_AIM OF THE TASK_. Write out all of the material below word for word, leaving the pictures out.

_MATERIAL SUPPLIED_.
• • • •

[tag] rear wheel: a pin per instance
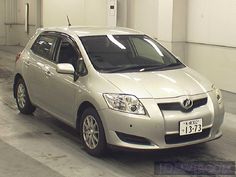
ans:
(22, 98)
(92, 132)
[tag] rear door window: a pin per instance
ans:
(44, 46)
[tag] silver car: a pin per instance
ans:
(118, 87)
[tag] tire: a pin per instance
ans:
(22, 98)
(93, 137)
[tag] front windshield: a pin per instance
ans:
(125, 53)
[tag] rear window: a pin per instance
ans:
(44, 46)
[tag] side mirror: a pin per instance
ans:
(65, 68)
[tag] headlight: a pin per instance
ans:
(124, 103)
(218, 94)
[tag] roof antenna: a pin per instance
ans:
(68, 21)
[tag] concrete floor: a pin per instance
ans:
(41, 146)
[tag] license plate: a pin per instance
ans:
(190, 127)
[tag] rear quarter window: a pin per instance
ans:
(44, 46)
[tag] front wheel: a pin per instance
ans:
(92, 132)
(22, 98)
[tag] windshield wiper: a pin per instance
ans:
(139, 68)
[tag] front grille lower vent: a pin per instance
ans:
(177, 106)
(133, 139)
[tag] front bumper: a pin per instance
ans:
(160, 124)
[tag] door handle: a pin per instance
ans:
(27, 63)
(48, 73)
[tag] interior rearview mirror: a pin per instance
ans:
(65, 68)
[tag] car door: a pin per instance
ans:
(40, 53)
(60, 89)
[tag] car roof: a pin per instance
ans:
(93, 31)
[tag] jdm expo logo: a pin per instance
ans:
(195, 168)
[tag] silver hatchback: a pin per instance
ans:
(118, 87)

• • • •

_EXERCISE OUTPUT_.
[tag] rear wheel: a pin per instance
ans:
(22, 98)
(92, 132)
[tag] rear door window: a pin per instance
ans:
(44, 46)
[tag] silver car: a pin per instance
ans:
(118, 87)
[tag] tire: a pin per instance
ans:
(22, 98)
(93, 137)
[tag] front windshield: a pin per instance
ans:
(125, 53)
[tag] rear window: a pin per instance
ans:
(44, 46)
[tag] side mirror: a pin per instance
ans:
(65, 68)
[tag] headlight: a pin per instance
ans:
(124, 103)
(218, 94)
[tag] roof antenna: a pin per instance
ans:
(68, 21)
[tag] concrete floor: a pin per instance
ans:
(41, 146)
[tag] license plate: a pin per instance
ans:
(190, 127)
[tag] rear quarter window: a pin per instance
ans:
(44, 46)
[tag] front wheel: a pin per instance
ans:
(92, 132)
(22, 98)
[tag] windshield wiper: a pin per instance
ans:
(139, 68)
[tag] front grille lower vent: a pin per instance
ans:
(177, 106)
(133, 139)
[tag] front bumper: a pin per instance
ans:
(160, 124)
[tag] door handle: a pin per instance
ans:
(27, 63)
(48, 73)
[tag] interior rearview mirror: a pin per instance
ans:
(65, 68)
[tag] car door: a pin per instance
ans:
(40, 53)
(60, 89)
[tag] car roof: a pin per instance
ans:
(93, 31)
[tag] jdm expo logo: a pin per instance
ans:
(195, 168)
[tag] silver hatchback: a pin per instance
ans:
(118, 87)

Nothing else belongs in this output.